▸ **TASK INSTRUCTIONS**:
Convert the lines of the listing below, starting at the line that contains "Could you please tag every instance of the distant" and ending at the last line of the listing, into a Markdown table with the columns Row and Content. Put one line per row with its row number, and skip any blank lines.
** begin DATASET **
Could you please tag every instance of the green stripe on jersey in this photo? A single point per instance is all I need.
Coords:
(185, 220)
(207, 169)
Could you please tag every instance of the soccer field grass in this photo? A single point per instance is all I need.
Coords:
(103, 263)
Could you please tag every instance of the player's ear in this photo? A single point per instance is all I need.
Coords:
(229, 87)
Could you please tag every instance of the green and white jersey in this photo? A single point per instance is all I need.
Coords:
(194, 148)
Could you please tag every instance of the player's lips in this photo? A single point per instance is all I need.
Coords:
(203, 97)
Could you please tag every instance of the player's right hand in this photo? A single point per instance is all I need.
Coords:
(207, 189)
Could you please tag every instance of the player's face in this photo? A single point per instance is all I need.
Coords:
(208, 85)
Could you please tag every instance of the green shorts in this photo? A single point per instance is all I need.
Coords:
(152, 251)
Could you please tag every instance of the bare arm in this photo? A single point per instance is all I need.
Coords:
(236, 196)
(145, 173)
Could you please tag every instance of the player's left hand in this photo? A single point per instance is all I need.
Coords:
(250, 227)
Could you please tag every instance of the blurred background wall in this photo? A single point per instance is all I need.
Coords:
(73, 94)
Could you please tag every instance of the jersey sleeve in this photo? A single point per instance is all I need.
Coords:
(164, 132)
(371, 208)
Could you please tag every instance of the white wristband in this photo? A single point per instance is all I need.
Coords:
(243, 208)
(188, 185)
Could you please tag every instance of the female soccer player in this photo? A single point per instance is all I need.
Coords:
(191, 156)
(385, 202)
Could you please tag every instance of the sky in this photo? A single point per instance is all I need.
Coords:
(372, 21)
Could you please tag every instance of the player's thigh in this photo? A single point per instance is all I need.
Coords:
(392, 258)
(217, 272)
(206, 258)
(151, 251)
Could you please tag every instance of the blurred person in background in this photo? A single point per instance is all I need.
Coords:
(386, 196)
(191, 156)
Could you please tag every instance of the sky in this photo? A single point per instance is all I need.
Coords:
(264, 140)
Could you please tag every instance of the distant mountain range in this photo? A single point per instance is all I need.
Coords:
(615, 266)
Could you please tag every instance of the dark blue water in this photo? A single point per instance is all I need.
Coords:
** end DATASET **
▸ **TASK SOLUTION**:
| Row | Content |
|---|---|
| 1 | Could you please tag every instance of the distant mountain range in this photo? A single point per instance is all I need. |
| 2 | Coords: |
| 3 | (615, 266) |
| 4 | Could you please tag every instance of the dark blue water in this photo? A single point per instance is all I need. |
| 5 | Coords: |